:: Text ::
My name is Damian but I’ve been going by my initials, DMT on releases. I’ve had an overwhelming calling to spread love, joy, and build community through music since I was a teenager. Sometimes it’s a struggle for me because of my own mental and emotional limitations as well as a terrible ego that stems from an overcompensation due to my own insecurities. But, I keep moving forward with this goal in hopes that one day I will get it right.
I’ve spent my life saving up money to build out warehouse venues for underground bands that share the same calling to perform and practice at. Ive put more effort and money into community building than my own bands which has pissed off family, partners, and band mates.
I feel uncomfortable listing all the bands Ive played in because I don’t want to take credit or get scene status points for other people’s hard work. So, to the reader, I’m not responsible for the existence of the bands that you’ve heard of. Most of my personal projects are stuff that most people haven’t ever heard of. With that said, I’ve played bass at one time or another for Lack Of Interest and Bad Acid Trip. I did bass and vocals for Bred On Deception and Burning Monk. I played drums for Progeria, Lie Still, and DeathGlam. Vocals and drums for Strains of the Apocalypse, Paranoid Freak Out, Abrupt ‘96, and EO. Just vocals for Self Inflicted ‘98, Glob ‘04 and a tour fronting for Noisear. Drums, vocals, and bass for Bro Jogan. With Violent Opposition Ive played everything at some point or another. I recently started 3 new bands too: Mormon Mincers is exactly what it sounds like, Bertha is grind/punk, and Crustìca is satanic spanish death/grind/crust.

:: Exercise 1 ::
Please write out the introduction again, starting with "My name is Damian" and going on through "get it right.", substituting "sound" for "music".
:: Exercise 2 ::
Continue the introduction from its last sentence.

[Stored data]
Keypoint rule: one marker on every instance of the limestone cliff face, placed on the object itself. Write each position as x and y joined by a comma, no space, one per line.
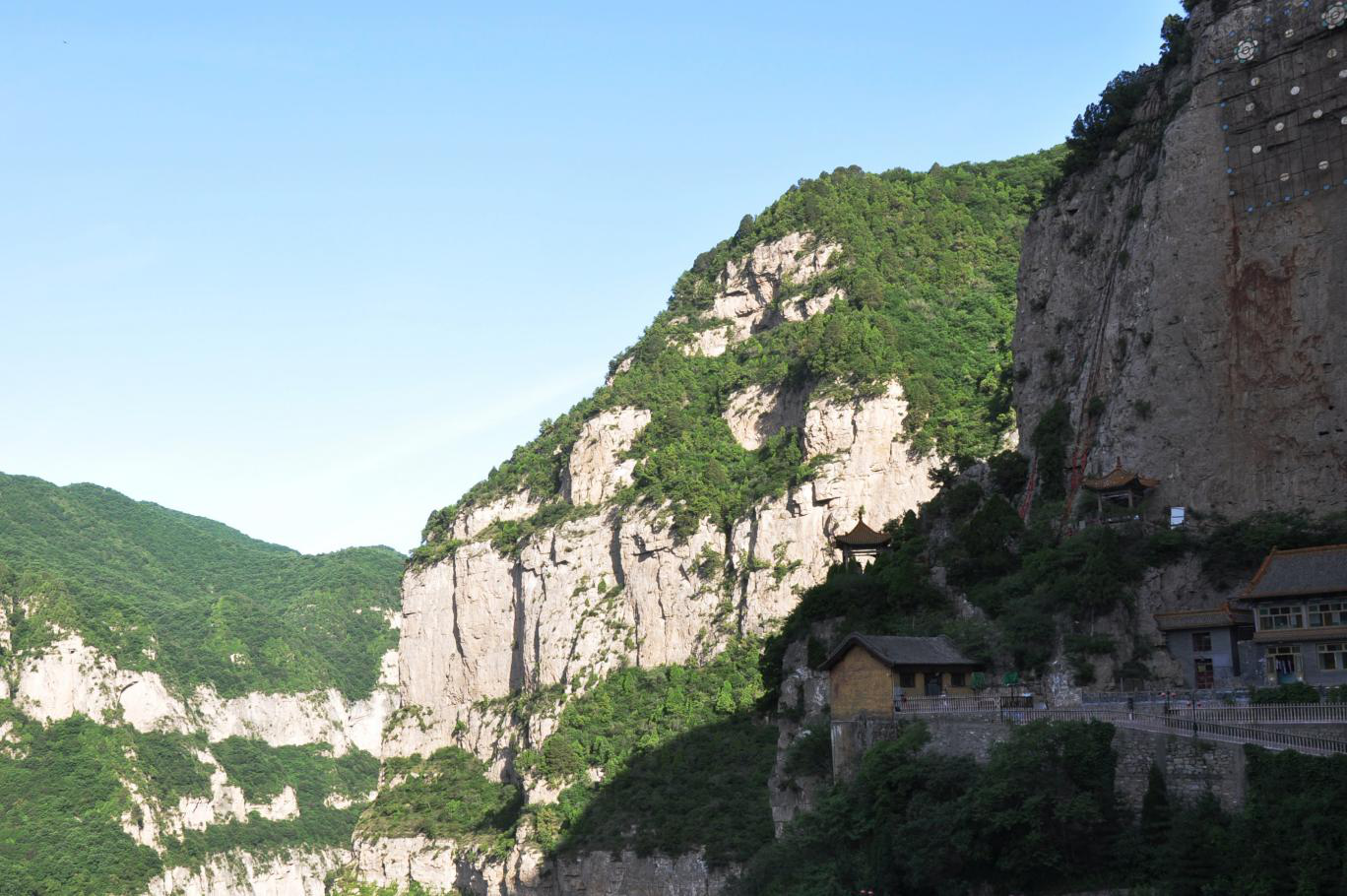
70,676
298,873
1212,335
618,586
447,867
747,300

:: Task result 1 ::
My name is Damian but I’ve been going by my initials, DMT on releases. I’ve had an overwhelming calling to spread love, joy, and build community through sound since I was a teenager. Sometimes it’s a struggle for me because of my own mental and emotional limitations as well as a terrible ego that stems from an overcompensation due to my own insecurities. But, I keep moving forward with this goal in hopes that one day I will get it right.

:: Task result 2 ::
I’ve done many more projects but theyre not worth listing them all. Some of them I may have forgotten in the moment here and some are just too embarrassing.

2. So we are talking about VIOLENT OPPOSITION, I could describe your music as "technical grindcore/ death grind without easy listening compromise"... Is that a decent one, or do you have something better to awake the readers' interest?

I’d describe Violent Opposition as grind/punk. It’s more in the realm of fastcore and powerviolence than death grind but it is very technical at times. I have at least one release that could probably be labeled as death grind but I don’t think that’s a fair example of the overall style.
Violent Opposition has 3 versions though. The other 2 are: Vi Opp, which is like 80’s hardcore punk, and Violet Opera which is stuff that’s too weird for Violent Opposition.


 

3. From what I understood from Discog, Violent Opposition now counts 4 full-length albums and various split releases. Which ones are you the most proud of? Which one should a listener check out first to discover your band?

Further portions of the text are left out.